Task to complete | Please print exactly the lines running from the one that contains "Draw the outline of every instance of the cardboard" to the end of the data, with both lines included.

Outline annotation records
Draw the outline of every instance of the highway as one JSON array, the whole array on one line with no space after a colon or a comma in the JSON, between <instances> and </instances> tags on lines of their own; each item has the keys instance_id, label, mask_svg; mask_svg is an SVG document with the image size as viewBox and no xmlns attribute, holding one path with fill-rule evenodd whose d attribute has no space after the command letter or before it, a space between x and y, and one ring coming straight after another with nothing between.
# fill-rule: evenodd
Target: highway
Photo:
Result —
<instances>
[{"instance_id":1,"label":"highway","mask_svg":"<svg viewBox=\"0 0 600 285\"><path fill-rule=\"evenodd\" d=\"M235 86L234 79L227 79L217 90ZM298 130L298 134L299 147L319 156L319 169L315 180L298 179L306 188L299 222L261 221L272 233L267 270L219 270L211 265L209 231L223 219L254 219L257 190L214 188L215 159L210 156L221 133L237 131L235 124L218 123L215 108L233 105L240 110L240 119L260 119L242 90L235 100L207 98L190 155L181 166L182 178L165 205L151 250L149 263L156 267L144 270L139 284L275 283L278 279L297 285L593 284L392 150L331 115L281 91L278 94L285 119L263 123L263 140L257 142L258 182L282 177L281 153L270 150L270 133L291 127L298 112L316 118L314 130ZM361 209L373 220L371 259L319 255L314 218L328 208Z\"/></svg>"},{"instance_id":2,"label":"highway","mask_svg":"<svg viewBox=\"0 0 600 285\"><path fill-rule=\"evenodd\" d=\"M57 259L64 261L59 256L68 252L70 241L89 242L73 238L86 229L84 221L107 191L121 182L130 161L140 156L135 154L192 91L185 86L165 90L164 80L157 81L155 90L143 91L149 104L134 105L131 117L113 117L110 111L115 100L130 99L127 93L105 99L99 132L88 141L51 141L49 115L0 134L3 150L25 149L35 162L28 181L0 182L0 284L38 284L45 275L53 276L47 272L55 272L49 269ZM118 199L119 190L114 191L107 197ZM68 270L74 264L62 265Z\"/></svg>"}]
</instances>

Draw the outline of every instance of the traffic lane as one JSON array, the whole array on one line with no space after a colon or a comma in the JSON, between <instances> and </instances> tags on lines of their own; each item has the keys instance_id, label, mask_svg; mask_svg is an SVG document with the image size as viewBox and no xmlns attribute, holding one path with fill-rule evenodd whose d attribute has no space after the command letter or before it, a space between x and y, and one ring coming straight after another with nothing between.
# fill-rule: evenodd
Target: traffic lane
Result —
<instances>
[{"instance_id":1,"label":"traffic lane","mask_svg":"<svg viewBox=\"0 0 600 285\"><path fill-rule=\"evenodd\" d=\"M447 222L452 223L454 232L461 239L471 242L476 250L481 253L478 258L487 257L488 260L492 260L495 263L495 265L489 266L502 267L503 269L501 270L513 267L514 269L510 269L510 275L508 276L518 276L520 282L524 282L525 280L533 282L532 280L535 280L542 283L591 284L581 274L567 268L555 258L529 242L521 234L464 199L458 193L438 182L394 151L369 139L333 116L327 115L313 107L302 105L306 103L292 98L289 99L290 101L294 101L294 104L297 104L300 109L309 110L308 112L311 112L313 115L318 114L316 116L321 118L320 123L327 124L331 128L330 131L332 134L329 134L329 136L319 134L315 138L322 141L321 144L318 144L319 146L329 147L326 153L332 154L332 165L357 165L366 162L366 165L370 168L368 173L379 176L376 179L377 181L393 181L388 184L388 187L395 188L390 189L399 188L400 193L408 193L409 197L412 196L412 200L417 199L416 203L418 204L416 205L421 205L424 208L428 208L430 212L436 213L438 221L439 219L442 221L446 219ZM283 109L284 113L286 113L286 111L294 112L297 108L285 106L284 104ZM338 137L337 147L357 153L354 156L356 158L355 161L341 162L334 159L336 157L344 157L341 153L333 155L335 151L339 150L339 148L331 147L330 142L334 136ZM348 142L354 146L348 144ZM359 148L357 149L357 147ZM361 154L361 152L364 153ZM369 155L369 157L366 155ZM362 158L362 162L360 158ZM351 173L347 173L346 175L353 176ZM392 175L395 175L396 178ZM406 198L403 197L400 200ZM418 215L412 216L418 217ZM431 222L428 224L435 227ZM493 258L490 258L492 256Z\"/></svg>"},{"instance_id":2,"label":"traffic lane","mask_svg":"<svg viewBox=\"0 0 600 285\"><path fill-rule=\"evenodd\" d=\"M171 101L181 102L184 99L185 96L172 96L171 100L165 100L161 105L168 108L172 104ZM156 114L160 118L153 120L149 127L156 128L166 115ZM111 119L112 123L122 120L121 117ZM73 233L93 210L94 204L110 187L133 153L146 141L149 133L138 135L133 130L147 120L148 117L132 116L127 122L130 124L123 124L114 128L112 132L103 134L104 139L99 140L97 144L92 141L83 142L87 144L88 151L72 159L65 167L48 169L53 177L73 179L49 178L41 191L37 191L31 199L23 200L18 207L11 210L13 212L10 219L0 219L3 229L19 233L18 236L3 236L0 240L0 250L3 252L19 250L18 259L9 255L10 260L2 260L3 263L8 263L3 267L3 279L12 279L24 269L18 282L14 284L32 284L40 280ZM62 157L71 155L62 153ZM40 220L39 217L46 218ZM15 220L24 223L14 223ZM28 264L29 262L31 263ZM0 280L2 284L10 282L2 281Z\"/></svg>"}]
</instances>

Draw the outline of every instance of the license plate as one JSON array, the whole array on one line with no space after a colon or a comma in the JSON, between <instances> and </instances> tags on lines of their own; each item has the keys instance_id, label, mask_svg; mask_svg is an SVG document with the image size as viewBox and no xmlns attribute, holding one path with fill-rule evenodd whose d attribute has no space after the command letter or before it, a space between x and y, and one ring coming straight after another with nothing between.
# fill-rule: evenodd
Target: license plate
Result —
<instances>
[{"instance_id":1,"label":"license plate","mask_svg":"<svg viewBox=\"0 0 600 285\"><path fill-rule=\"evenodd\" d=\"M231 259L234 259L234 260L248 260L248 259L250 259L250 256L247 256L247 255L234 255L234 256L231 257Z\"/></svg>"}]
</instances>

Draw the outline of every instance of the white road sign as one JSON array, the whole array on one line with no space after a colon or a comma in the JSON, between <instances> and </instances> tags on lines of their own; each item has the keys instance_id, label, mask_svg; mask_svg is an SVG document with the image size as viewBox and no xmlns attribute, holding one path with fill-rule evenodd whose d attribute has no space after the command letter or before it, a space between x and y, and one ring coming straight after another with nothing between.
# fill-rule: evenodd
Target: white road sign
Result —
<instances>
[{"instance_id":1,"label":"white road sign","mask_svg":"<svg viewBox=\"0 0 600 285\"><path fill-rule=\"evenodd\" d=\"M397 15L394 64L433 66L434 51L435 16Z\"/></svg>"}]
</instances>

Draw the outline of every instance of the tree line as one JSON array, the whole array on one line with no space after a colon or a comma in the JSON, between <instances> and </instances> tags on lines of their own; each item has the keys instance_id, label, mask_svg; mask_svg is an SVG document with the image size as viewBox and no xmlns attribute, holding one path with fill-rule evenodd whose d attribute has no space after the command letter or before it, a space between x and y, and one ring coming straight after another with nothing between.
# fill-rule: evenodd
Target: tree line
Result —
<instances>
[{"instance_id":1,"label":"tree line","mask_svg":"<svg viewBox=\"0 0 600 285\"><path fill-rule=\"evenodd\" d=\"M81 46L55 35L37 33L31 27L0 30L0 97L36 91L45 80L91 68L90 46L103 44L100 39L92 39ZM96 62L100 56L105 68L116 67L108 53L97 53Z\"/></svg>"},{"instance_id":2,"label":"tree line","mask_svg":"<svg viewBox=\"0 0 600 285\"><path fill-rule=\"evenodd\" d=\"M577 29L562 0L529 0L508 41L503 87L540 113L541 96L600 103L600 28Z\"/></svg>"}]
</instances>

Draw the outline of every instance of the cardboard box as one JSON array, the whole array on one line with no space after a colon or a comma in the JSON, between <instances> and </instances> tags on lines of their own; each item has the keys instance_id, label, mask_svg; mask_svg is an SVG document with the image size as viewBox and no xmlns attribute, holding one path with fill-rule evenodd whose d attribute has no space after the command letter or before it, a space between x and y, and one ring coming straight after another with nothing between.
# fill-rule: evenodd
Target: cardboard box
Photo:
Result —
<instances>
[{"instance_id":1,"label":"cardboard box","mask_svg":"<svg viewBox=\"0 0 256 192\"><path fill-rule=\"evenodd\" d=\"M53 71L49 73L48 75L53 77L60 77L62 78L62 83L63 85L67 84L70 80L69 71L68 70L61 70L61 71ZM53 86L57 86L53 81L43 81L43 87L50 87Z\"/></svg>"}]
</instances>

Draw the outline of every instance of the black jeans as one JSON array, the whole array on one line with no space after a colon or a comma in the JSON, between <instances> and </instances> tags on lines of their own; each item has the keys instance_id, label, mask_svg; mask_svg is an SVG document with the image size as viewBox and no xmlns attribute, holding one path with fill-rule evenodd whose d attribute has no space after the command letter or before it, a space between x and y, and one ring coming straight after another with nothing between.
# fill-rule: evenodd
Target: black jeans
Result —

Solution for this problem |
Draw the outline of every instance of the cardboard box as one JSON array, the whole array on one line with no space after a colon or a comma in the JSON, between <instances> and </instances> tags on lines of their own; each item has the keys instance_id, label, mask_svg; mask_svg is an SVG document with the image size as viewBox and no xmlns attribute, holding one path with fill-rule evenodd whose d attribute has no space after the command letter or before it, a space between x and y, and one ring coming straight after another with nothing between.
# fill-rule: evenodd
Target: cardboard box
Photo:
Result —
<instances>
[{"instance_id":1,"label":"cardboard box","mask_svg":"<svg viewBox=\"0 0 256 192\"><path fill-rule=\"evenodd\" d=\"M53 71L49 73L48 75L53 77L60 77L62 78L62 83L63 85L67 84L70 80L69 71L68 70L61 70L61 71ZM53 86L57 86L53 81L43 81L43 87L50 87Z\"/></svg>"}]
</instances>

Draw the outline of every instance of the black jeans as one JSON array, the whole array on one line with no space after a colon or a comma in the JSON, between <instances> and </instances> tags on lines of their own; each item has the keys instance_id, label, mask_svg; mask_svg is an SVG document with the image size as viewBox and no xmlns attribute, holding one path with fill-rule evenodd whose d attribute has no space after the command letter or before it, a space between x and y, and one ring coming straight after another with nothing between.
# fill-rule: evenodd
Target: black jeans
Result —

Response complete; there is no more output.